(Stored items)
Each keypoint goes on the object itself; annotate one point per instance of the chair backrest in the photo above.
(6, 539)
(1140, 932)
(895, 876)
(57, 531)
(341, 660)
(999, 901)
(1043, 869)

- _Your objective_: Each entry needs to be given again exactly as it stands.

- _Response area_:
Each keypoint goes on the object itself; annotate one point per instance of the chair backrest in the photo above.
(6, 539)
(1140, 932)
(895, 876)
(57, 531)
(341, 660)
(999, 901)
(1043, 869)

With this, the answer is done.